The answer must consist of each line below that contains the string "statue".

Records supplied Start Marker

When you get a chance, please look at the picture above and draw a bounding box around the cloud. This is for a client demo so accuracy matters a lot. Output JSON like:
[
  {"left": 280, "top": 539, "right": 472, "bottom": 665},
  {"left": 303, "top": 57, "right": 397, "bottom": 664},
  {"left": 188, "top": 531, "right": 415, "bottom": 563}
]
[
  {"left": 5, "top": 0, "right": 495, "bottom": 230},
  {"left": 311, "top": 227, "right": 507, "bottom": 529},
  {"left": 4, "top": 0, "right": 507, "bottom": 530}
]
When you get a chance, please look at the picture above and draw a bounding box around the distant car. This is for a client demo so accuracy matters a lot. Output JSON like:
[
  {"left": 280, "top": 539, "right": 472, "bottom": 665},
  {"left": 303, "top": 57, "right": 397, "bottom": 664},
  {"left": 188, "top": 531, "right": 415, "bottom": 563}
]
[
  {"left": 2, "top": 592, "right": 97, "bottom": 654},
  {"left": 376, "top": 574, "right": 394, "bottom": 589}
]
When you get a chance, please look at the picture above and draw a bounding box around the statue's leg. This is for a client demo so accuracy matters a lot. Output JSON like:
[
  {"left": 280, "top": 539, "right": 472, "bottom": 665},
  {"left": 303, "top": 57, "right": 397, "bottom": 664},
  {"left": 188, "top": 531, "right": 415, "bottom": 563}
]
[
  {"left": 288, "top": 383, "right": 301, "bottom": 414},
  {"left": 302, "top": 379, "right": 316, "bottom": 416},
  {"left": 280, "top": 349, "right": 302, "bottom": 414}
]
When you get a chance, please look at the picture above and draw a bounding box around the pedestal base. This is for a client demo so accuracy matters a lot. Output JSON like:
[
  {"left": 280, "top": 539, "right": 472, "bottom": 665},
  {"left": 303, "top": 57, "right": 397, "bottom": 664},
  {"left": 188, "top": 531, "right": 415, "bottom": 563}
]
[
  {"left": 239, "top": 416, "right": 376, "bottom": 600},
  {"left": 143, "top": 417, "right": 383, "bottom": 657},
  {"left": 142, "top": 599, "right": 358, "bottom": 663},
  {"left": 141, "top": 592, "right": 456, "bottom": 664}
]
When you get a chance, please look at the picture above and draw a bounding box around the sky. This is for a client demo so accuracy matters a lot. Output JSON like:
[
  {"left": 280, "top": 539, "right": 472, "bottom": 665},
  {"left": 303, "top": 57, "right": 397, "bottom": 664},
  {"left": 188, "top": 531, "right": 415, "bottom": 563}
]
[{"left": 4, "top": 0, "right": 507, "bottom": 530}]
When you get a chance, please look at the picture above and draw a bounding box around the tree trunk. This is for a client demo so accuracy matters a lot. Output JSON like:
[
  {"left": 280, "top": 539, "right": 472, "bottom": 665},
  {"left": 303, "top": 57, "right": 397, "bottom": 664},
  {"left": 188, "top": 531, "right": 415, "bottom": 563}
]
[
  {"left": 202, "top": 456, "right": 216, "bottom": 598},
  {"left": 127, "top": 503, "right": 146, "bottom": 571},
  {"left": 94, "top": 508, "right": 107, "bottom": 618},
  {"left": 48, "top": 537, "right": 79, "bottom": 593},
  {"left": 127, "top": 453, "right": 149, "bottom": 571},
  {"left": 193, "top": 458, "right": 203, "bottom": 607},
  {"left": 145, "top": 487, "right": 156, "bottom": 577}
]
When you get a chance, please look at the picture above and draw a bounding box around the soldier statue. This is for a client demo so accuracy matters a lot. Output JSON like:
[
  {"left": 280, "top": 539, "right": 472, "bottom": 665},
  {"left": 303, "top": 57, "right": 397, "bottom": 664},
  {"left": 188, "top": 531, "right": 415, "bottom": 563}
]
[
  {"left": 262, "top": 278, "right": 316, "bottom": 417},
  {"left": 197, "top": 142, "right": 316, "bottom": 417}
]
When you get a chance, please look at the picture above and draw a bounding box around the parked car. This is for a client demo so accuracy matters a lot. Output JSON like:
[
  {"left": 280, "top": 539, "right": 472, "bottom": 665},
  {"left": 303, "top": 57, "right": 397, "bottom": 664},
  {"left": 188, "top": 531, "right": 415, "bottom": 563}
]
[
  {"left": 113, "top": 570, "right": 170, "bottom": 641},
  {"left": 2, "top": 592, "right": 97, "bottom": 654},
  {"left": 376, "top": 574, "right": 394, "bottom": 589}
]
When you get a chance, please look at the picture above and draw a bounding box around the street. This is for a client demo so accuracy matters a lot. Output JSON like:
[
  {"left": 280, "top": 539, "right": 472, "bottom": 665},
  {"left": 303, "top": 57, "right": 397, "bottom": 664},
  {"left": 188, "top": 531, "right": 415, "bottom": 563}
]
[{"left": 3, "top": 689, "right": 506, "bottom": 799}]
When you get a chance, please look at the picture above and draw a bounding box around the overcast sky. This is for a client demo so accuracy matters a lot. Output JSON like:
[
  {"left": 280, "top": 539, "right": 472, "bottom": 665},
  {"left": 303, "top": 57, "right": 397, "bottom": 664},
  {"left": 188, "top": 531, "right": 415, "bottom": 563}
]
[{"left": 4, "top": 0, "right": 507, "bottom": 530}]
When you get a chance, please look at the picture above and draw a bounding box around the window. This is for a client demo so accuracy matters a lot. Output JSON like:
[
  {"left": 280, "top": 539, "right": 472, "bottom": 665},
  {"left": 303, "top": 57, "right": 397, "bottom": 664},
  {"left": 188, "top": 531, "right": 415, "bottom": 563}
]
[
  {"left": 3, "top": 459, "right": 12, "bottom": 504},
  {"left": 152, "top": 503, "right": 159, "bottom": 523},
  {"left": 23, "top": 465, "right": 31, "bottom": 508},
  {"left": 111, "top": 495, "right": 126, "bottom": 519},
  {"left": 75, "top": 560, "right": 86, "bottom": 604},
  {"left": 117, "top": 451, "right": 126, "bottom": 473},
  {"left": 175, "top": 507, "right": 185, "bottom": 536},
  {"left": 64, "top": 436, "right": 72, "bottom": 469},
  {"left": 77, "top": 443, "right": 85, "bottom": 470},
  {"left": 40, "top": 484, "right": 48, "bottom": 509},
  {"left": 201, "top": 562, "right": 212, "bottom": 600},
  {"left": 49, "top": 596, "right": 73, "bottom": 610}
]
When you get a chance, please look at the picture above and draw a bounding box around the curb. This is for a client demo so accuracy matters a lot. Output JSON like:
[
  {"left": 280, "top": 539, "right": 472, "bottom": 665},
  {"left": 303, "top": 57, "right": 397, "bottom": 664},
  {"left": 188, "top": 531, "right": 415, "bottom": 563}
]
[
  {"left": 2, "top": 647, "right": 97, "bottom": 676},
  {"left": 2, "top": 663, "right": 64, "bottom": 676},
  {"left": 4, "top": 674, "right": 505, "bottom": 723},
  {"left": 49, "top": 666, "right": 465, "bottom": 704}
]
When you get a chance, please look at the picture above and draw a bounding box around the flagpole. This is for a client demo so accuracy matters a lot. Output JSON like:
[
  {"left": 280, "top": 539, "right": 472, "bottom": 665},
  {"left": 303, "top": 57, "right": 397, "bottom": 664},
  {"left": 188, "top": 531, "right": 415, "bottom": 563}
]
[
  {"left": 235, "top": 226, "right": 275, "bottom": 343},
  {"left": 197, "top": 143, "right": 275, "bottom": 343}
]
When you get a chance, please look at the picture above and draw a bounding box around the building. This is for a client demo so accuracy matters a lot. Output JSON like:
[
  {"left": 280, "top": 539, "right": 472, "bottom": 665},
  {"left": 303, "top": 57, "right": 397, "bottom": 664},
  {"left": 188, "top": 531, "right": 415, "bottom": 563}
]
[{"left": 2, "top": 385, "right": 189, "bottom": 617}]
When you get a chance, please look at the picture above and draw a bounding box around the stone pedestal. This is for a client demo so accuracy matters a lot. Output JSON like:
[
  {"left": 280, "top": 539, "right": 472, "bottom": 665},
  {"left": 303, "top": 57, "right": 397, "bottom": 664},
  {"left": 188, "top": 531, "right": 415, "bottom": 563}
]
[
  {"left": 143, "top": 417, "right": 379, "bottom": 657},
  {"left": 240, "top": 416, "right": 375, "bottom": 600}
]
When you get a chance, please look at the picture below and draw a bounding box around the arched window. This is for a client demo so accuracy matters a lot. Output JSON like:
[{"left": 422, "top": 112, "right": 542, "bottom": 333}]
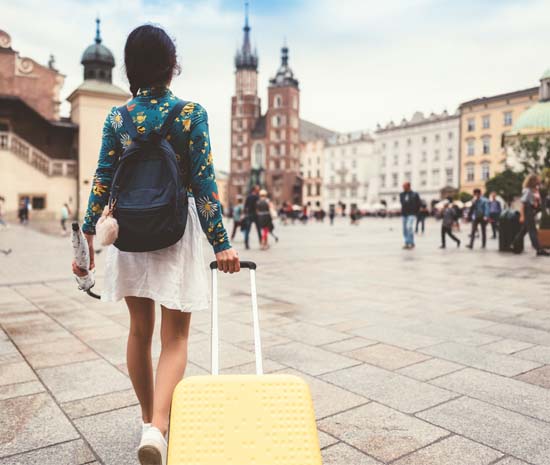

Records supplied End Marker

Final answer
When you get a chance, please look at the picture above and draw a bounding box around the statue's leg. This is for a client demo so accuracy matters a lot. Output JSON like:
When you get a chance, please look at the picture above and draw a bounding box around the soldier statue. This is for a client demo so accuracy matters a lot. Output JSON like:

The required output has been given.